→ TASK PROMPT
Retype all of the data without changing a single word.

════════════════

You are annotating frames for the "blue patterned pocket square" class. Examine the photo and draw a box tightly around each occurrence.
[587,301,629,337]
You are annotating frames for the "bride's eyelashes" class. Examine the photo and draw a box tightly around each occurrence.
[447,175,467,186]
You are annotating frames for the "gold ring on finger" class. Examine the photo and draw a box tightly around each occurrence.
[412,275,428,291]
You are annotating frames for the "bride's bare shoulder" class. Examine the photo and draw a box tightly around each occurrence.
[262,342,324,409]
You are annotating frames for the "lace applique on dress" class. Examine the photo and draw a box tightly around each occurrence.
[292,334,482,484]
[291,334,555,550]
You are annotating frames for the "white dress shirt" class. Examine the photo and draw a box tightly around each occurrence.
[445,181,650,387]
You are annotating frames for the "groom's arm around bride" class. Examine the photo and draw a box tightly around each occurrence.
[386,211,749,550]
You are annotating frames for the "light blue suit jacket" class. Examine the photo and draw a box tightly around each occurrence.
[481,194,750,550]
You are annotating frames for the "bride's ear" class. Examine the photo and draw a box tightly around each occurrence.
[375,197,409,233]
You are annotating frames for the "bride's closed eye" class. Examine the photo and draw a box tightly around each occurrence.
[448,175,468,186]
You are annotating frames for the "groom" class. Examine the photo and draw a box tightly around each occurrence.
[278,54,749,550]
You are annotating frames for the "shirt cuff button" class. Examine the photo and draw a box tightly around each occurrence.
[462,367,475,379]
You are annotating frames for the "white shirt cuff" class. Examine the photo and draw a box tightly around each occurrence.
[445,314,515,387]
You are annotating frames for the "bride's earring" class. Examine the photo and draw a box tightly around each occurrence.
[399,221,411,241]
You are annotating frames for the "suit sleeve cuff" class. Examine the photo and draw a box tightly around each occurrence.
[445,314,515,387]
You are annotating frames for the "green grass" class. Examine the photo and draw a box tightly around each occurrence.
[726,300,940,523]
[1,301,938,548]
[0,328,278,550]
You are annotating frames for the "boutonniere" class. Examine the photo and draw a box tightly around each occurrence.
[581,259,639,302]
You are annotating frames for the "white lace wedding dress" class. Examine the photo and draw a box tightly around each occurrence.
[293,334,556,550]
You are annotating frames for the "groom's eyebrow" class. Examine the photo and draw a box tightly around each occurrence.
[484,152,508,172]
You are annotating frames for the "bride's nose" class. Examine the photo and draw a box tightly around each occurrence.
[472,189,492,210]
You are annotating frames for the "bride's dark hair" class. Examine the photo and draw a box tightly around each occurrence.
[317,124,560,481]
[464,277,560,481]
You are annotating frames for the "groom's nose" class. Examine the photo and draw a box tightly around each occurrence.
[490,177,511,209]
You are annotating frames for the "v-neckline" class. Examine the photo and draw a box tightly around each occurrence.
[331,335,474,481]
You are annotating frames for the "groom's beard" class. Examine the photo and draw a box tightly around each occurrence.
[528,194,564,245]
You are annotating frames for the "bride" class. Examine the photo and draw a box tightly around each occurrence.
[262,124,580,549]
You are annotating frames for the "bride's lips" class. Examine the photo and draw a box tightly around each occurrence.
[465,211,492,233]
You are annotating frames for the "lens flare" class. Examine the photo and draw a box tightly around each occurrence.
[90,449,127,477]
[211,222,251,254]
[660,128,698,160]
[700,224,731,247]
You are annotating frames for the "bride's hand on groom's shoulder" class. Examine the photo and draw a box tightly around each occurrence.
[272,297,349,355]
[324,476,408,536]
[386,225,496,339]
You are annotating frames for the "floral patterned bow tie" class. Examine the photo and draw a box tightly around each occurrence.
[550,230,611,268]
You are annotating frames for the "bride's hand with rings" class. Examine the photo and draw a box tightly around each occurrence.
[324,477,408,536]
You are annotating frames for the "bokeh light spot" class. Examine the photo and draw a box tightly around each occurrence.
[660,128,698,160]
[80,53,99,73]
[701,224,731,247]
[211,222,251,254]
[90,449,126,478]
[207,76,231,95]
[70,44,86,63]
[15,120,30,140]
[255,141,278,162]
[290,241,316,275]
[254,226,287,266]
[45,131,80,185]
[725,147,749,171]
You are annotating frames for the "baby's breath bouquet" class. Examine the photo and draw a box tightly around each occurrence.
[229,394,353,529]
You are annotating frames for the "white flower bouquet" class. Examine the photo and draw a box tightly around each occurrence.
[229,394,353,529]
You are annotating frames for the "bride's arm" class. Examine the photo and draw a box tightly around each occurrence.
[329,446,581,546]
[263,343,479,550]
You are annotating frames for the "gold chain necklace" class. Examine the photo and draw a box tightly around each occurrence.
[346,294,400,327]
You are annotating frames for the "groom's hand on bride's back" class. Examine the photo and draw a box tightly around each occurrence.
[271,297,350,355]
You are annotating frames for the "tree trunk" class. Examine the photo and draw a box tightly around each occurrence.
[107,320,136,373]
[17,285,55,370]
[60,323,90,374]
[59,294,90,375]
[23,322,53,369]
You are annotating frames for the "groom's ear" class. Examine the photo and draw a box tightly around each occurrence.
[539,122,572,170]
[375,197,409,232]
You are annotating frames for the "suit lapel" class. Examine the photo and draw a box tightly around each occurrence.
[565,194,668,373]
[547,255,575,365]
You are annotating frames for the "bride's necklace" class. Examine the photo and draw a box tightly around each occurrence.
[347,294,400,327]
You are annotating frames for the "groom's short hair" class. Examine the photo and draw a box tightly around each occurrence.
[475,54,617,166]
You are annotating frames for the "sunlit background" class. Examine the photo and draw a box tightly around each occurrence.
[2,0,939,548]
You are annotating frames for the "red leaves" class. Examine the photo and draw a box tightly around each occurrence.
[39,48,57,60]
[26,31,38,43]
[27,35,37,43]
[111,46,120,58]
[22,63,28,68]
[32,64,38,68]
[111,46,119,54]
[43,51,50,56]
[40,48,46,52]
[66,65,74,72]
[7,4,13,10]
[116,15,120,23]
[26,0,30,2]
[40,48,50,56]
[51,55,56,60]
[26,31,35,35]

════════════════

→ OUTPUT OF THE EXERCISE
You are annotating frames for the "blue patterned pocket square" class. Examine the photo and draw a box tightly around each occurrence.
[587,301,629,337]
You are annotating frames for the "bride's eyelashes" class. Examine the photo and draw a box tightly around each occurrence.
[447,175,467,186]
You are annotating frames for the "gold ring on finger" class. Examine the photo and draw a box tightly around each occurrence.
[412,275,428,291]
You are annotating frames for the "bride's bare shoulder" class. Examine the photo and draw a box tightly around each occurrence.
[262,342,324,409]
You are annotating frames for the "lace applique on dress" class. Examine the photo and draw a box tightly around each occurrence.
[292,334,482,484]
[291,334,555,550]
You are annotating frames for the "white dress shirt" class. Examine the photo and draw a box tightly around each occurrence.
[445,181,650,387]
You are annotating frames for the "groom's arm around bride" class. Examine the photo and draw a box tightly around each occurrence.
[386,211,749,550]
You are annotating frames for the "light blue suit jacket" class. Examine the photo and draw a box tightly around each occurrence.
[481,194,750,550]
You are annotating frames for the "bride's ear" class. Examine the photo and draw a box tightly around each occurrence.
[375,197,409,233]
You are annotating frames for the "bride's closed eye" class. Examine the photo and draw a box tightly around each occurrence.
[448,175,468,186]
You are annotating frames for the "groom" class. Examine the photo and draw a box tightly around each occurrence.
[278,54,749,550]
You are annotating frames for the "shirt cuff button" class. Examine the photo and draw a box tightly around each occurrence.
[462,367,475,379]
You are annotating frames for the "white shirt cuff" class. Examine the photo and draw a box tightly around each occurrence.
[445,314,515,387]
You are annotating frames for the "bride's earring" class. Examine the photo and draw a box tightly around each occurrence.
[399,221,411,241]
You are annotating frames for the "suit sleeve cuff" class. Examine the photo and draw a box tightly around each occurrence.
[445,314,515,387]
You are annotating frames for the "green grass" class. Examine the photo and draw a box tightly around each occurrence.
[726,300,940,523]
[1,301,938,548]
[0,328,278,550]
You are annotating frames for the "boutonniere" class. Examine the photo and draw a box tightly around each occurrence.
[581,259,639,302]
You are annotating frames for the "white lace wedding dress" class. Examine the photo and draw a box tightly around each occurrence.
[293,334,556,550]
You are annotating frames for the "groom's eyebrow" class. Examine the photo and draw a box tightly around each occurrence.
[484,152,508,172]
You are annotating frames for the "bride's nose" class. Examine the photo and draw a box tightly around each occurrence.
[472,189,492,210]
You are annotating frames for the "bride's dark hair" class. Examine the photo and draw a box tightly around each occurrence.
[317,124,560,481]
[464,277,560,481]
You are annotating frames for the "groom's nose" class. Examine the photo and draw a box tightly around each occurrence.
[490,177,511,209]
You are annotating frames for the "v-neckline" class. Examine the photo and draw a box tightly around each occurrence.
[331,335,474,481]
You are annotating frames for the "groom's beard" class. Examine the photo and draw a box tightly around each occurrence.
[528,194,564,245]
You are annotating frames for the "bride" class. Examine the photo and draw a box tightly around each occurrence.
[262,124,580,549]
You are annotating frames for the "bride's lips" class. Examine the photo and draw a box tightly around each occurrence.
[465,211,492,233]
You are annotating frames for the "lens flare" class. Examine the photo and draw a box tightly around each occurrence.
[90,449,127,477]
[211,222,251,254]
[660,128,698,160]
[700,224,731,247]
You are annotating frames for the "bride's hand on groom's shoulder" class. Examine the photo and draw a box tightly around each occurrence.
[272,297,349,355]
[324,476,408,536]
[386,225,496,339]
You are annotating frames for the "floral patterned bow tie" class. Examine the photo and draw a box tightly around each occurrence.
[550,230,611,268]
You are annotating frames for the "bride's hand with rings" class. Examine the photo and draw a box tightly around each occurrence.
[324,477,408,536]
You are annotating frames for the "bokeh light spot" class. Examine the photo and draw a box tightly around each occurrence.
[660,128,698,160]
[80,53,99,73]
[701,224,731,247]
[211,222,251,254]
[90,449,126,478]
[207,76,231,95]
[70,44,86,63]
[15,120,30,140]
[255,141,278,162]
[290,241,316,275]
[254,226,287,266]
[45,131,80,185]
[725,147,749,171]
You are annotating frames for the "baby's breath bouquet" class. Examine the photo and draw a box tightly around each occurrence.
[229,394,353,529]
You are annotating frames for the "white flower bouquet" class. Examine the photo and draw a box tightly around each occurrence.
[229,394,353,529]
You are annotating frames for the "bride's arm" class. Examine the photo and draw a box tightly around each occurrence.
[329,446,581,546]
[263,343,479,550]
You are annotating frames for the "gold chain necklace" class. Examine the photo and draw a box tightly around each occurrence.
[346,294,400,327]
You are annotating frames for the "groom's hand on bride's back" class. Examine the photo and draw a box tightly around each occurrence.
[271,297,350,355]
You are annotating frames for the "tree trunk" class. Examine the photo and draw a box tightly around each occurrence.
[107,320,136,373]
[17,285,55,370]
[60,323,90,374]
[59,294,90,375]
[23,322,53,369]
You are annotating frames for the "groom's ear" class. Examine the photo and draw a box tightly around each occurrence.
[539,122,572,170]
[375,197,409,232]
You are annotating frames for the "suit lapel" class. Examine the photo and draw a box tightly around each occurrence.
[565,194,668,373]
[547,255,575,365]
You are annotating frames for the "bride's necklace" class. Examine the photo and draw a box tightly around each occurrence.
[347,294,400,327]
You are annotating frames for the "groom's short hair" class. Examine the photo and draw a box tightly around each occurrence.
[475,54,617,166]
You are annotating frames for the "sunlit background" class. Examine the photo and draw a box tightly around each occurrence.
[2,0,939,548]
You are annotating frames for the "red leaves" class. Examine the photo and draw a box tightly around each occurrence.
[39,48,57,60]
[26,31,38,43]
[27,35,37,43]
[111,46,120,58]
[22,63,28,68]
[32,64,38,68]
[111,46,119,54]
[43,51,50,56]
[40,48,46,52]
[66,65,74,72]
[7,4,13,10]
[116,15,120,23]
[26,0,30,2]
[40,48,50,56]
[51,55,56,60]
[26,31,35,35]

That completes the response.